Task material:
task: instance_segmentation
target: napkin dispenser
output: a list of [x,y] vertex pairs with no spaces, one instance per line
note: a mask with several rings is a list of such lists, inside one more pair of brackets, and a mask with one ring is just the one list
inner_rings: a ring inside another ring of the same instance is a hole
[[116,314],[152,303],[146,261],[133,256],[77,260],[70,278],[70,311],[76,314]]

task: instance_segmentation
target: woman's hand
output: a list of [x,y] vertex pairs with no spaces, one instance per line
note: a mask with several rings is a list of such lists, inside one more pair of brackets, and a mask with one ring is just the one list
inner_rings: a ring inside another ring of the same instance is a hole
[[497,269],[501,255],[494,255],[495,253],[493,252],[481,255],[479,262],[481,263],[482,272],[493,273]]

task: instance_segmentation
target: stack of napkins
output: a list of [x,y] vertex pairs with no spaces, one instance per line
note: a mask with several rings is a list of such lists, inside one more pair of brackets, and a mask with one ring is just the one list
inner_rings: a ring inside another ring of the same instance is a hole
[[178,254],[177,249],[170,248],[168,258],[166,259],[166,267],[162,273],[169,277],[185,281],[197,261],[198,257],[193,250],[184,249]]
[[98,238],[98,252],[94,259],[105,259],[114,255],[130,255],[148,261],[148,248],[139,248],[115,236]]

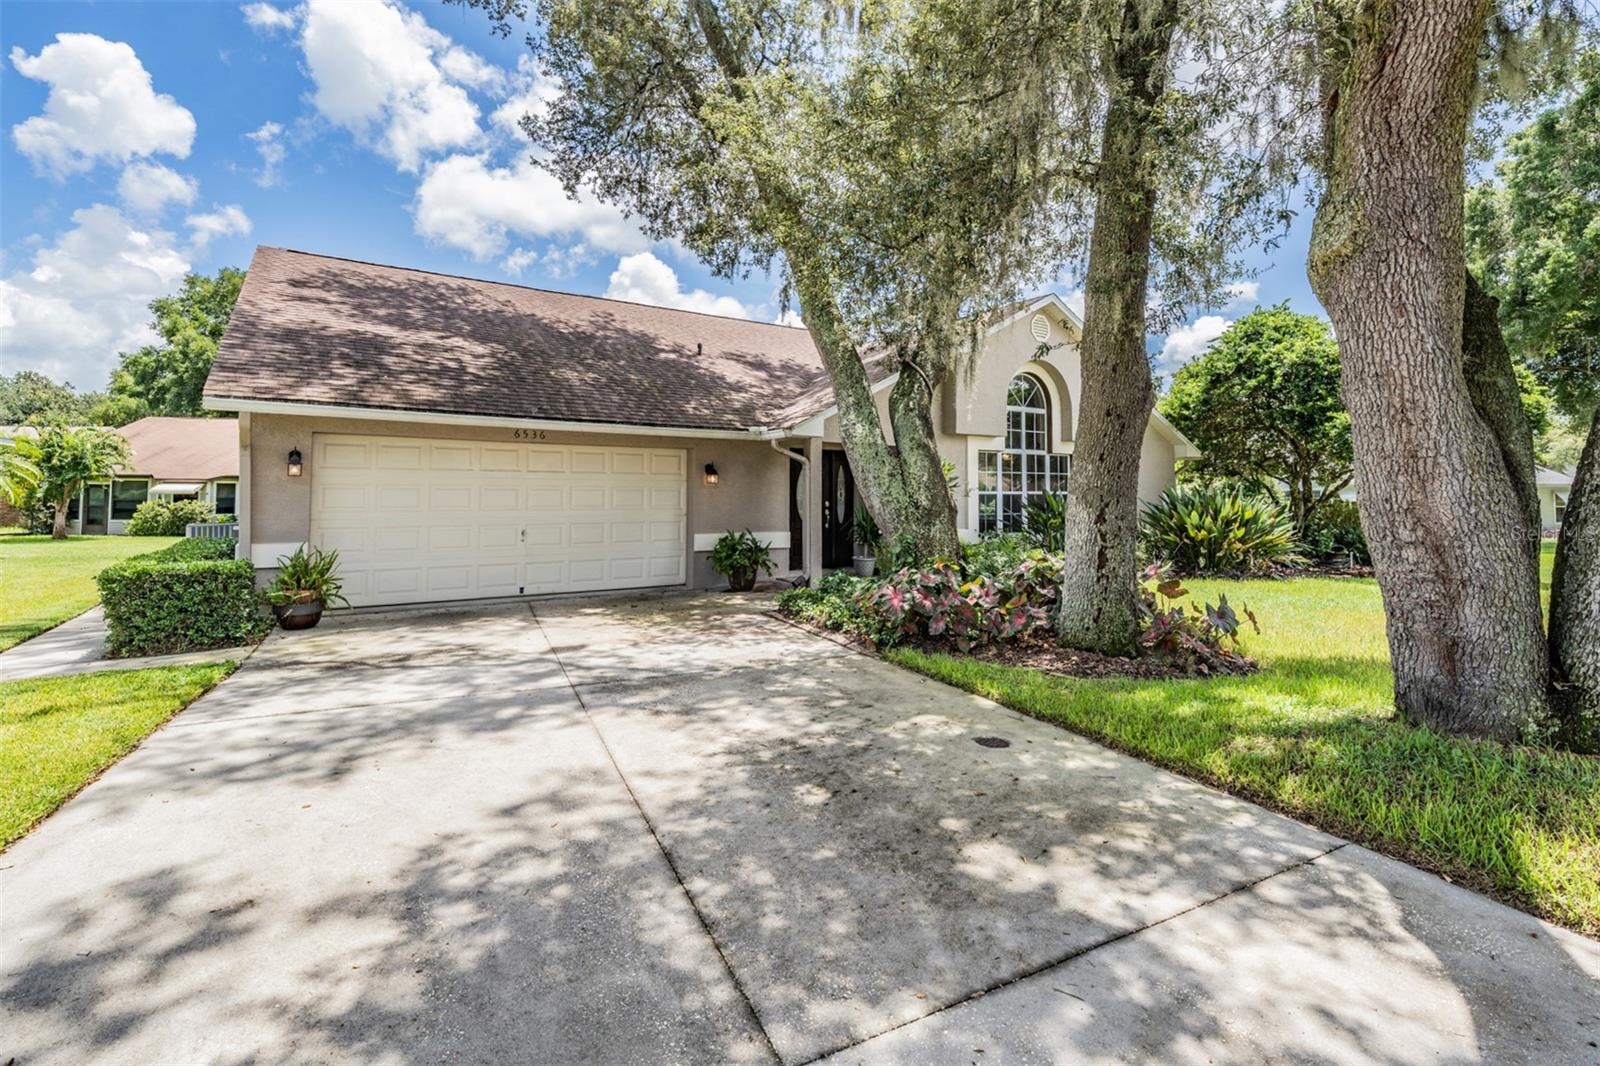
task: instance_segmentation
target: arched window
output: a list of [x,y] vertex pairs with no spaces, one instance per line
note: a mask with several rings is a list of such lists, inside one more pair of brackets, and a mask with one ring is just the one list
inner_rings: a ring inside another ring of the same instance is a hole
[[978,453],[978,532],[1009,533],[1023,527],[1028,500],[1067,491],[1072,456],[1050,451],[1050,400],[1032,374],[1018,374],[1006,389],[1005,447]]

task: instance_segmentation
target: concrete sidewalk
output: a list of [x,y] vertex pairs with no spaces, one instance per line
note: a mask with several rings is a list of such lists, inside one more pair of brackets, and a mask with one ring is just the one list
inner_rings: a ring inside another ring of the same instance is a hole
[[0,1062],[1600,1061],[1600,944],[759,607],[275,634],[0,856]]
[[254,650],[254,645],[247,645],[240,648],[184,652],[180,655],[108,659],[105,608],[91,607],[54,629],[48,629],[36,637],[0,652],[0,681],[17,681],[27,677],[64,677],[68,674],[86,674],[101,670],[139,670],[147,666],[228,662],[243,659]]

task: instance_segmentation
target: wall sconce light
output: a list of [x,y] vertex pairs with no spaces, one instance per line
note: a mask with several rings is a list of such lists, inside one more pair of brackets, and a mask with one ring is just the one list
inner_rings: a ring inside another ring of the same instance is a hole
[[301,469],[302,469],[302,466],[301,466],[301,463],[300,463],[300,449],[299,448],[290,448],[289,449],[289,476],[290,477],[299,477]]
[[715,485],[715,484],[717,484],[717,482],[719,482],[721,480],[722,480],[722,478],[717,474],[717,465],[715,463],[707,463],[706,464],[706,484],[707,485]]

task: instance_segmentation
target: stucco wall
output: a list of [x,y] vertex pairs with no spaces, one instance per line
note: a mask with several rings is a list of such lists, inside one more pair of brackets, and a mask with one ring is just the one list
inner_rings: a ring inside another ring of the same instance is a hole
[[[241,530],[241,557],[268,545],[294,545],[311,533],[312,437],[317,433],[352,433],[388,437],[498,441],[512,439],[510,427],[454,426],[426,422],[384,422],[365,418],[309,418],[295,415],[252,415],[248,422],[250,521]],[[697,534],[717,534],[749,527],[757,533],[781,534],[788,543],[789,460],[761,441],[641,436],[625,433],[550,431],[545,442],[599,446],[681,448],[688,453],[687,573],[694,587],[721,583],[711,573],[707,552],[696,552]],[[304,462],[300,477],[288,476],[288,455],[298,448]],[[718,484],[707,485],[707,463],[717,468]],[[259,552],[258,552],[259,554]],[[775,548],[778,573],[788,570],[787,547]],[[257,558],[265,565],[269,558]],[[263,578],[270,577],[266,569]]]

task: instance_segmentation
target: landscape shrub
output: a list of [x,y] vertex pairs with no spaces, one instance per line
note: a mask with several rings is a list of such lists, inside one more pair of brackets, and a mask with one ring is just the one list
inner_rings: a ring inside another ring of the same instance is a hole
[[1016,570],[1035,551],[1026,533],[992,533],[962,545],[961,559],[969,576],[999,578]]
[[1022,509],[1022,527],[1035,548],[1061,551],[1066,541],[1067,498],[1054,492],[1030,496]]
[[215,522],[216,511],[203,500],[146,500],[128,519],[131,537],[181,537],[190,522]]
[[113,656],[164,655],[245,644],[269,625],[255,568],[234,542],[191,538],[100,571]]
[[[1159,565],[1144,572],[1139,586],[1139,604],[1144,631],[1139,644],[1148,651],[1165,652],[1185,660],[1201,674],[1248,674],[1256,664],[1239,646],[1241,622],[1225,593],[1217,594],[1217,605],[1191,603],[1185,611],[1177,603],[1189,594],[1182,583]],[[1256,616],[1244,607],[1251,627],[1261,632]]]
[[840,570],[819,578],[809,587],[780,592],[778,610],[802,622],[876,642],[879,636],[876,623],[859,601],[877,584],[872,578],[856,577]]
[[1300,561],[1282,505],[1224,486],[1169,488],[1145,507],[1139,541],[1146,560],[1185,574]]
[[1361,514],[1349,500],[1329,500],[1311,516],[1306,529],[1306,551],[1321,559],[1348,559],[1357,566],[1372,565]]
[[880,644],[906,637],[947,638],[963,652],[1011,640],[1050,620],[1049,612],[1029,603],[1015,583],[966,580],[952,563],[897,570],[860,602],[875,623]]

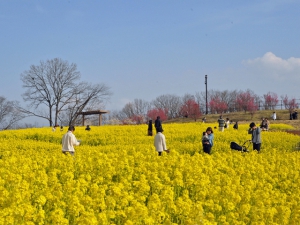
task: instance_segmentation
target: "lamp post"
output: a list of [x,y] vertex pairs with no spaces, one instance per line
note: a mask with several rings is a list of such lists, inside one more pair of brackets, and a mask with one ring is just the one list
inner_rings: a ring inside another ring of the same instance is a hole
[[205,75],[205,114],[208,114],[207,109],[207,75]]

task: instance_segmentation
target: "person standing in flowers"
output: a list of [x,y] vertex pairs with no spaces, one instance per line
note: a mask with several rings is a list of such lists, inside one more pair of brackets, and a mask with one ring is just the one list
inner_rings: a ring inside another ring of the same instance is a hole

Problem:
Copy each line of the records above exactly as written. Do not carry over any picture.

Solution for this task:
task: instance_segmentation
target: napkin dispenser
output: a list of [x,y] vertex pairs with no spaces, one instance per line
note: a mask with several rings is a list of such lists, inside one more pair of brackets, and a mask with one ring is just the one list
inner_rings: a ring inside another ring of the same instance is a hole
[[116,314],[152,303],[146,261],[133,256],[77,260],[70,278],[70,311],[76,314]]

task: instance_segmentation
target: woman's hand
output: a list of [x,y] vertex pairs with no spaces, one instance per line
note: a mask with several rings is a list of such lists, inside one more pair of brackets, and a mask with one ring is just the one list
inner_rings: a ring inside another ring of the same instance is a hole
[[497,269],[501,255],[494,255],[495,253],[493,252],[481,255],[479,262],[481,263],[482,272],[493,273]]

task: instance_segmentation
target: stack of napkins
output: a list of [x,y] vertex pairs with no spaces, one instance per line
note: a mask with several rings is a list of such lists, inside one more pair of brackets, and a mask with one ring is just the one list
inner_rings: a ring inside another ring of the same instance is a hole
[[178,254],[177,249],[170,248],[168,258],[166,259],[166,267],[162,273],[169,277],[185,281],[197,261],[198,257],[193,250],[184,249]]
[[98,238],[98,252],[94,259],[105,259],[114,255],[130,255],[148,261],[148,248],[139,248],[115,236]]

task: instance_segmentation
target: arched window
output: a list of [x,y] vertex pairs with no spaces, one instance per line
note: a mask with several rings is a list of such lists, inside one more pair of brackets, and a mask with one ring is just the one list
inner_rings: a ring inside another ring of the same instance is a hole
[[978,453],[978,532],[1009,533],[1023,527],[1028,500],[1067,491],[1072,456],[1050,451],[1050,400],[1032,374],[1018,374],[1006,389],[1005,447]]

task: instance_segmentation
target: concrete sidewalk
output: a list of [x,y] vertex pairs with no spaces, one instance per line
note: a mask with several rings is a list of such lists, inside one more pair of brackets, and a mask with one ring is just the one list
inner_rings: a ring inside another ring of the same instance is a hole
[[0,1062],[1600,1061],[1600,944],[759,607],[275,634],[0,856]]
[[254,650],[254,645],[247,645],[240,648],[184,652],[180,655],[108,659],[105,608],[91,607],[54,629],[48,629],[36,637],[0,652],[0,681],[17,681],[27,677],[64,677],[68,674],[86,674],[101,670],[139,670],[147,666],[228,662],[243,659]]

task: instance_segmentation
target: wall sconce light
output: a list of [x,y] vertex pairs with no spaces, one instance per line
note: a mask with several rings is a list of such lists, inside one more pair of brackets, and a mask with one ring is just the one list
inner_rings: a ring inside another ring of the same instance is a hole
[[301,469],[302,469],[302,466],[301,466],[301,463],[300,463],[300,449],[299,448],[290,448],[289,449],[289,476],[290,477],[299,477]]
[[715,485],[715,484],[717,484],[717,482],[719,482],[721,480],[722,480],[722,478],[717,474],[717,465],[715,463],[707,463],[706,464],[706,484],[707,485]]

task: instance_segmentation
target: stucco wall
output: a list of [x,y] vertex pairs with no spaces, one instance per line
note: a mask with several rings is a list of such lists, inside one more pair of brackets, and a mask with one ring is just the one list
inner_rings: a ring inside another ring of the same instance is a hole
[[[241,530],[241,557],[268,545],[294,545],[311,533],[312,437],[317,433],[352,433],[388,437],[498,441],[512,439],[510,427],[454,426],[426,422],[384,422],[365,418],[309,418],[295,415],[252,415],[248,422],[250,521]],[[697,534],[717,534],[749,527],[757,533],[781,534],[788,543],[789,460],[761,441],[641,436],[625,433],[550,431],[545,442],[599,446],[681,448],[688,453],[687,573],[694,587],[721,583],[711,573],[707,552],[696,552]],[[304,462],[300,477],[288,476],[288,455],[298,448]],[[718,484],[707,485],[707,463],[717,468]],[[259,552],[258,552],[259,554]],[[775,548],[778,573],[788,570],[787,547]],[[257,558],[265,565],[269,558]],[[263,578],[270,577],[266,569]]]

task: instance_segmentation
target: landscape shrub
output: a list of [x,y] vertex pairs with no spaces, one instance per line
note: a mask with several rings is a list of such lists, inside one more pair of brackets, and a mask with one ring is just the one list
inner_rings: a ring inside another ring of the same instance is a hole
[[1016,570],[1035,551],[1026,533],[992,533],[962,545],[961,559],[969,576],[999,578]]
[[1022,509],[1022,527],[1035,548],[1061,551],[1066,541],[1067,498],[1054,492],[1030,496]]
[[215,522],[216,511],[203,500],[146,500],[128,519],[131,537],[181,537],[190,522]]
[[113,656],[164,655],[245,644],[269,625],[255,568],[234,542],[191,538],[100,571]]
[[[1159,565],[1144,572],[1139,586],[1139,604],[1144,631],[1139,644],[1148,651],[1165,652],[1185,660],[1201,674],[1248,674],[1256,664],[1239,646],[1241,622],[1225,593],[1217,594],[1217,605],[1191,603],[1185,611],[1177,603],[1189,594],[1182,583]],[[1256,616],[1244,607],[1251,627],[1261,632]]]
[[840,570],[819,578],[809,587],[780,592],[778,610],[802,622],[876,642],[879,636],[876,623],[859,601],[877,584],[872,578],[856,577]]
[[1300,561],[1282,505],[1224,486],[1169,488],[1145,507],[1139,541],[1146,560],[1185,574]]
[[1361,514],[1349,500],[1329,500],[1311,516],[1306,529],[1306,551],[1321,559],[1348,559],[1357,566],[1372,565]]
[[880,644],[906,637],[947,638],[963,652],[1011,640],[1050,620],[1049,612],[1029,603],[1015,583],[966,580],[952,563],[897,570],[860,602],[875,623]]

task: instance_segmentation
target: "lamp post"
output: a list of [x,y] vertex pairs with no spaces, one instance per line
note: a mask with several rings is a list of such lists, inside one more pair of brackets, and a mask with one ring is just the one list
inner_rings: a ring inside another ring of the same instance is a hole
[[205,75],[205,114],[208,114],[207,109],[207,75]]

task: instance_segmentation
target: "person standing in flowers"
output: a list of [x,y] vertex pairs with no spaces, one instance per line
note: a mask with several rings is a list of such lists, inside one more pair of brackets, and a mask with one ring is just the one list
inner_rings: a ring inside another ring of the same instance is a hole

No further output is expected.